(Dati di etichettatura a punti su foto)
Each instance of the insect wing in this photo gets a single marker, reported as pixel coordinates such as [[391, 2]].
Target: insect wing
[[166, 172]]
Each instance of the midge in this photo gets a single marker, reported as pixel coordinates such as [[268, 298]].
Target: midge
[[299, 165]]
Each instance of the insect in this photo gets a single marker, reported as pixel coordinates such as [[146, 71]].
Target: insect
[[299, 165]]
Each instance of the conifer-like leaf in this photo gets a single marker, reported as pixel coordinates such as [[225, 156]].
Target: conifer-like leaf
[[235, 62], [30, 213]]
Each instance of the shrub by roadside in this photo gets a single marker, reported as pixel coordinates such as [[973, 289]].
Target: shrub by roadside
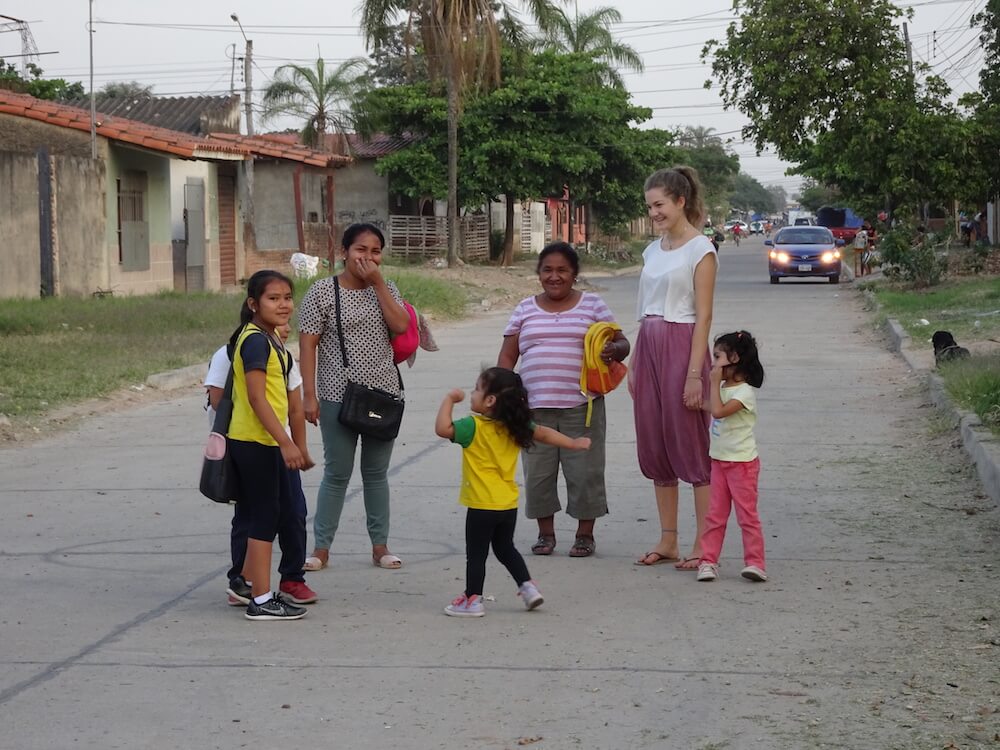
[[970, 309]]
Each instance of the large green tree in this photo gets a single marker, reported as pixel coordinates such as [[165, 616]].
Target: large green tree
[[829, 85], [461, 41], [550, 123], [321, 98]]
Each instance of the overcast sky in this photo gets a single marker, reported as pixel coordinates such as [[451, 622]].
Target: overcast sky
[[185, 47]]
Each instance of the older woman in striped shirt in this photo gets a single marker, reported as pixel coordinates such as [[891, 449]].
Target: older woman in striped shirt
[[546, 332]]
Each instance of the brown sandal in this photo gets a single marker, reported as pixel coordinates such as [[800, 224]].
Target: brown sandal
[[544, 546], [584, 546]]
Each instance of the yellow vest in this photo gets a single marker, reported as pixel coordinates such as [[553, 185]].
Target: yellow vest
[[245, 425]]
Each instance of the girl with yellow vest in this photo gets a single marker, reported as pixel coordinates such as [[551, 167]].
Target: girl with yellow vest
[[261, 449]]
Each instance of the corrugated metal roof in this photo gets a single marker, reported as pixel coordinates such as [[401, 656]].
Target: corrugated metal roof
[[121, 129], [375, 147], [196, 115]]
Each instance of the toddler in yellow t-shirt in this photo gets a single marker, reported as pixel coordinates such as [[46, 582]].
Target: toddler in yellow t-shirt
[[491, 439], [736, 375]]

- [Istruzioni dell'esercizio] Ricopia fedelmente, riga per riga, tutte le voci riportate sopra. Escludi le immagini dalla risposta.

- [Risposta finale]
Each instance of the insect wing in this photo gets a single marker, reported as pixel coordinates such as [[391, 2]].
Target: insect wing
[[166, 172]]
Each instance of the midge in this photo gets a single marker, reported as pixel coordinates such as [[268, 298]].
Target: midge
[[299, 165]]
Each instance of the insect in this photo gets a single marker, reported as pixel coordinates such as [[146, 71]].
Target: insect
[[299, 165]]
Each instance of the conifer-like leaf in this photo gets a single marker, reported as pixel coordinates such as [[225, 156]].
Target: conifer-like leaf
[[235, 62], [30, 213]]
Each instance of the shrub by roadside in this photo gets a single marker, reported as pixel coordinates such as [[973, 289]].
Target: shrub by roadside
[[970, 309]]
Each instance of the large green tree in this photo gets a single marker, reported as pixel coordinates such as [[165, 616]].
Target: large green tree
[[829, 85], [461, 41], [550, 123], [321, 98]]
Each instance of the overcast sky in this photo gets a single marker, reported as pixel coordinates such as [[451, 622]].
Target: overcast sky
[[185, 47]]
Each instance of the older woman in striped shirt in this photo gets a single marker, reported as pixel coordinates such as [[891, 449]].
Target: older woman in striped shirt
[[546, 332]]
Each instance of the brown sandal in this photo gets a single marker, reported as pixel coordinates such as [[800, 224]].
Target: brown sandal
[[544, 546], [584, 546]]
Each instance of the yellow vest in this photo gets a single marker, reported as pixel coordinates such as [[553, 185]].
Target: yellow vest
[[245, 425]]
Each instance of the girl with yellow vest in this photo gets a single marker, reported as pixel coordinates such as [[551, 167]].
Target: girl with yellow vest
[[261, 449]]
Each instance of the corrugated metal roof in this photo gets a single marker, reported as pixel coordinates such as [[401, 656]].
Target: corrugated metal roof
[[121, 129], [375, 147], [196, 115]]
Each instance of the toddler in yellow t-shirt in this photo gets a single marker, reported as pixel coordinates such as [[46, 582]].
Target: toddler in yellow t-shirt
[[491, 439], [736, 375]]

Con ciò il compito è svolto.